BEGIN SOURCE INFORMATION
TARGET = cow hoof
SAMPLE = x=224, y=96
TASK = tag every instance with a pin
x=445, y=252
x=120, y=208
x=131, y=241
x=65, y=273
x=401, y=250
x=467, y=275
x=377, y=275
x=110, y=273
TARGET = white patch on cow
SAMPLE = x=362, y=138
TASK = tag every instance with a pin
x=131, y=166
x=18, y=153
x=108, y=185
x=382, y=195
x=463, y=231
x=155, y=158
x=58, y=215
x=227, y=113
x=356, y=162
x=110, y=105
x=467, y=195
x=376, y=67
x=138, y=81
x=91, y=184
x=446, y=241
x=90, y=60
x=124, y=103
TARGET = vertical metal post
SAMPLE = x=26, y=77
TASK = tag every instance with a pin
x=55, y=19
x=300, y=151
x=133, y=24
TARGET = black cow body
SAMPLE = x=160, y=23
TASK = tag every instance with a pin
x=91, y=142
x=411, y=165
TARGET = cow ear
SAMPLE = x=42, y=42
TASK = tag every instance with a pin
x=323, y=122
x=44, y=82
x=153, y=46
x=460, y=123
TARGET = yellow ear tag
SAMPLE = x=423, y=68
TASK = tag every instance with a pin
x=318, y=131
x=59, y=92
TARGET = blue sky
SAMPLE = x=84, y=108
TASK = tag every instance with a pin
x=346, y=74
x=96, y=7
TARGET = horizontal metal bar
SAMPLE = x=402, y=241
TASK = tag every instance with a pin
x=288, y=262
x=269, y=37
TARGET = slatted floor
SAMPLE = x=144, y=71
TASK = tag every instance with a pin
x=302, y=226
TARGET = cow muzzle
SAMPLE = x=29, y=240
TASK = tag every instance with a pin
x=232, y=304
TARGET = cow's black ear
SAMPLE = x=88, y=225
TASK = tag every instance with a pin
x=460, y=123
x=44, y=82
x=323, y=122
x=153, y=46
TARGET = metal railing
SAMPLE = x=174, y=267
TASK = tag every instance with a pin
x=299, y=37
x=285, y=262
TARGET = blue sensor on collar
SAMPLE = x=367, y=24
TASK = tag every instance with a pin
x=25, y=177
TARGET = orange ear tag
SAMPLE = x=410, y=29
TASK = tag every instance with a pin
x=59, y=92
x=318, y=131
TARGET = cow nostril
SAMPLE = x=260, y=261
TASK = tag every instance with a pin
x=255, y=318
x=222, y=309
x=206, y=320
END SOURCE INFORMATION
WHAT IS NEEDED
Copy only this part of the entries above: the line with "SAMPLE = x=160, y=23", the line with "TARGET = blue sky", and the lines between, all exactly as written.

RESULT OF THE EXERCISE
SAMPLE = x=160, y=23
TASK = tag every instance with a pin
x=91, y=142
x=411, y=165
TARGET = cow ear
SAMPLE = x=42, y=42
TASK = tag every instance with a pin
x=323, y=122
x=44, y=82
x=153, y=46
x=460, y=123
TARGET = yellow ear tag
SAMPLE = x=423, y=68
TASK = tag every instance with a pin
x=318, y=131
x=59, y=92
TARGET = blue sky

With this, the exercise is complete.